CONSIGNES:
(1) D'après l'entretien sur les violences faites aux femmes, combien de répondantes l'enquête Enveff a-t-elle interrogées, et de quel âge ?
(2) Reproduisez fidèlement le passage de l'entretien sur les violences faites aux femmes qui va de « Source : Le » jusqu'à « les Françaises ? ».
(3) Poursuivez l'entretien sur les violences faites aux femmes à partir de sa dernière phrase.

EXTRAIT DU TEXTE:
Domination STRUCTURELLE des hommes sur les femmes ? Oui affirme cette sociologue.

Source : Le journal du CNRS.

Sociologue
Brigitte Lhomond, sociologue, chargée de recherche au Triangle 1, spécialiste des constructions sociales de la sexualité, des rapports de sexe et des violences contre les femmes

Le 25 novembre 2008 a lieu la journée internationale pour l’élimination des violences faites aux femmes, décrétée par l’Onu.

Dans quelle mesure ce problème concerne-t-il encore les Françaises ?

Brigitte Lhomond :
Réalisée en 2000, l’enquête Enveff, première enquête nationale sur les violences envers les femmes, a prouvé que notre pays n’était pas épargné. Menée sur un large échantillon (6 970 répondantes, âgées de 20 à 59 ans), incluant les principales formes de violence (physiques, psychologiques, sexuelles…), dans des contextes variés (couple, famille, espace public, travail…), elle a permis de se faire une idée plus précise de l’ampleur du phénomène. Ainsi, près d’un quart des femmes interrogées ont subi des agressions physiques ou sexuelles au cours de leur vie.
Et un peu plus d’une sur dix déclare avoir subi des violences sexuelles (attouchements forcés, tentatives de viol ou viols) depuis l’enfance. Des données alarmantes, surtout quand on sait que les femmes en parlent avec difficulté et que certaines ont pu, lors de l’enquête, minimiser, voire taire, les agressions dont elles ont été victimes.

Dans quels contextes se produisent ces violences ?B.L. :
Au sein du couple, pour le plus grand nombre. Ainsi, en 2000, une femme interrogée sur dix vivait dans un climat de violence conjugale, subissant insultes, pressions psychologiques, agressions physiques ou pratiques sexuelles imposées. Dans l’espace public (rue, magasins, etc.), une femme sur cinq a subi une forme de violence (pour la moitié d’entre elles, il s’agissait d’injures). Enfin, le contexte du travail est aussi difficile : 17 % des femmes en activité ont dénoncé les pressions psychologiques dont elles ont fait l’objet.

LIGNES DE DONNÉES:
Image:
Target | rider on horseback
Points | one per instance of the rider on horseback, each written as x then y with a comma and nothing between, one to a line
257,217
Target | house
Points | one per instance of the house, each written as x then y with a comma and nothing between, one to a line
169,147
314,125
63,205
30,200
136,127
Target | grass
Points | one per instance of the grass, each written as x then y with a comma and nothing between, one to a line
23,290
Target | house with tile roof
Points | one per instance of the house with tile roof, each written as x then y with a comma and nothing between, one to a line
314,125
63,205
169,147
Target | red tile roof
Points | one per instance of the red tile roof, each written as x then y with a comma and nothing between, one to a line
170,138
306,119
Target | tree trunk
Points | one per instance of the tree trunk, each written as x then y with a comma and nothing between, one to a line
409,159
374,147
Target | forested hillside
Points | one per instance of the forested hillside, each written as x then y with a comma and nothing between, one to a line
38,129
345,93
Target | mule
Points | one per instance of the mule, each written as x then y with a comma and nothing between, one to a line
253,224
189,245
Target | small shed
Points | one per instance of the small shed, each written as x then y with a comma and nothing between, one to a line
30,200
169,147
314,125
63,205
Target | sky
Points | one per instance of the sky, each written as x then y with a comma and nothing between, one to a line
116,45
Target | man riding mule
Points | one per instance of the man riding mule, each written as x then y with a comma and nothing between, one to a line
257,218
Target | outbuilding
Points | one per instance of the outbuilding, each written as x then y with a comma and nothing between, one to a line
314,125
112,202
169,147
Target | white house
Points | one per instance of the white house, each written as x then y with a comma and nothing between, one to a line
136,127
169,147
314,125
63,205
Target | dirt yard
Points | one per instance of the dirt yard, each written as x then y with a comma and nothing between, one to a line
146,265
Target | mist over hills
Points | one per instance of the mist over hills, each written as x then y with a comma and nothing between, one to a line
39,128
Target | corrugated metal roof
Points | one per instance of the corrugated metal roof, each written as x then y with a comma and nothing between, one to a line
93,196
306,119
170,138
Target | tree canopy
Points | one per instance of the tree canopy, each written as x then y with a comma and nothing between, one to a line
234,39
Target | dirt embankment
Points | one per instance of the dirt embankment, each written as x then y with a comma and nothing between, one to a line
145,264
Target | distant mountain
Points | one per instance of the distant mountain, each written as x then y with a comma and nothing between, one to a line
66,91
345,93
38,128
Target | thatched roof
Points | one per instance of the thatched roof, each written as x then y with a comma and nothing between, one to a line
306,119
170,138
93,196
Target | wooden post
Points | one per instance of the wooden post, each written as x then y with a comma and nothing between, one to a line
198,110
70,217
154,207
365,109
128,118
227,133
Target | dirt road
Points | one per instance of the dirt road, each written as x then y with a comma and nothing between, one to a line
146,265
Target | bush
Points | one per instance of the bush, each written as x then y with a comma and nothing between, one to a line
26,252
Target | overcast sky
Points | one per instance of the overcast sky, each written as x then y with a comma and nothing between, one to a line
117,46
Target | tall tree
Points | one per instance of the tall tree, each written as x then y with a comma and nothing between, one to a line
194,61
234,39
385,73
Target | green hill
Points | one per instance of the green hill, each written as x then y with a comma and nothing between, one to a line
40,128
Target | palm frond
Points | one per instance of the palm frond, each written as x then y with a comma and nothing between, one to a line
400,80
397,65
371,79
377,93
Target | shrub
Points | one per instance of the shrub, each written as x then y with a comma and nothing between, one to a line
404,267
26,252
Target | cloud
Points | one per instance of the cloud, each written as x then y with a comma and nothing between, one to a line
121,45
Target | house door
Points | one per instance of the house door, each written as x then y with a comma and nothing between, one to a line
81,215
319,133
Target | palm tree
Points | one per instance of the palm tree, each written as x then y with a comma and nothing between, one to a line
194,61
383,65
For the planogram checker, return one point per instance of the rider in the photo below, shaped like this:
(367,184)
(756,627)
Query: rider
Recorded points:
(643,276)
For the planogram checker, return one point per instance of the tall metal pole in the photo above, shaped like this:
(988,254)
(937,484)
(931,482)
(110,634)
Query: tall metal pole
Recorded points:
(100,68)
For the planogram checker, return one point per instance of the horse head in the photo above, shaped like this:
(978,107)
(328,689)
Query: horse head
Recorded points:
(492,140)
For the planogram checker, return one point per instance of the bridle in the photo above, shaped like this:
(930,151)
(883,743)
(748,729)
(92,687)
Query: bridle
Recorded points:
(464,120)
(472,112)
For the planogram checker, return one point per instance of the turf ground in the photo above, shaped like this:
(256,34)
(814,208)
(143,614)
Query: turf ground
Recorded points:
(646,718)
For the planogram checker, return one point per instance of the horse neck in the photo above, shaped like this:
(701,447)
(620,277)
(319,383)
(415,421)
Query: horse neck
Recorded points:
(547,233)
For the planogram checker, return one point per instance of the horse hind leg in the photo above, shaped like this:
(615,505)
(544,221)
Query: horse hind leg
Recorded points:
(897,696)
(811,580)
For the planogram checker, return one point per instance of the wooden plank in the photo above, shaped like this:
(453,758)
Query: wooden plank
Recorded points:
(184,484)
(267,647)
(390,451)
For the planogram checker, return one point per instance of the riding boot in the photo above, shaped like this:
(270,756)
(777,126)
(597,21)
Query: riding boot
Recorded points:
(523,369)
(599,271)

RÉSULTATS ATTENDUS:
(1) 6 970 répondantes, âgées de 20 à 59 ans.

(2)
Source : Le journal du CNRS.

Sociologue
Brigitte Lhomond, sociologue, chargée de recherche au Triangle 1, spécialiste des constructions sociales de la sexualité, des rapports de sexe et des violences contre les femmes

Le 25 novembre 2008 a lieu la journée internationale pour l’élimination des violences faites aux femmes, décrétée par l’Onu.

Dans quelle mesure ce problème concerne-t-il encore les Françaises ?

(3)
Beaucoup de femmes témoignent de leur crainte de se promener seules la nuit dans la rue, et d’y être agressées par un inconnu…
B.L. : … Et pourtant, la plupart des agressions dans l’espace public ont lieu en plein jour, en public, dans des lieux fréquentés habituellement. De plus, la victime connaît souvent son agresseur. Les résultats de notre enquête ont donc permis de remettre en question bon nombre d’idées reçues. Autre exemple : bien qu’elle soit vécue par les femmes comme un espace protégé, c’est dans la relation de couple qu’a lieu la majorité des violences. Celle du conjoint n’est pas seulement physique : elle se manifeste de multiples façons, dans un continuum qui inclut l’hostilité verbale, le harcèlement psychologique (le plus fréquent), jusqu’à l’agression physique ou sexuelle. La violence conjugale concerne enfin tous les milieux sociaux.

Les victimes ont-elles souvent recours à une aide extérieure ?
B.L. : Rarement. D’abord, parce qu’elles gardent le silence, par honte ou crainte de n’être pas entendues. Néanmoins, leur réaction dépend de leur âge – les moins de 25 ans sont plus loquaces –, du type de violences et de leur lien avec l’agresseur : le secret est d’autant mieux gardé que la violence advient dans une relation intime, et que la victime est dépendante (financièrement, affectivement…) de son agresseur. Toutefois, près d’un quart des femmes agressées dans l’espace public font appel à une institution, notamment le commissariat ou la gendarmerie. Les atteintes subies au travail sont celles dont les femmes parlent le plus, et une femme sur deux s’adresse alors à sa hiérarchie.

Ne trouvez-vous pas qu’il y a tout de même des progrès ?
B.L. : Bien entendu, mais lents… Sous la pression des mouvements féministes des années 1970, les pouvoirs publics se sont emparés du problème. Les transformations juridiques(pénalisation du viol, qualification du harcèlement sexuel comme délit) ont quelque peu facilité les recours judiciaires. À la suite de la Conférence mondiale sur les femmes de Pékin en 1995, qui a enjoint les États à entreprendre des actions dans ce domaine, notre enquête a pu être menée, permettant aux associations de disposer de données chiffrées. Depuis 2000, les lois qui pénalisent les violences conjugales ont été renforcées, et une ligne d’écoute nationale (le 3919) vient d’être mise en place. Des mesures que le Collectif national pour les droits des femmes, qui propose, à l’instar de l’Espagne, une loi-cadre incluant l’ensemble de ces violences, voudrait voir élargies.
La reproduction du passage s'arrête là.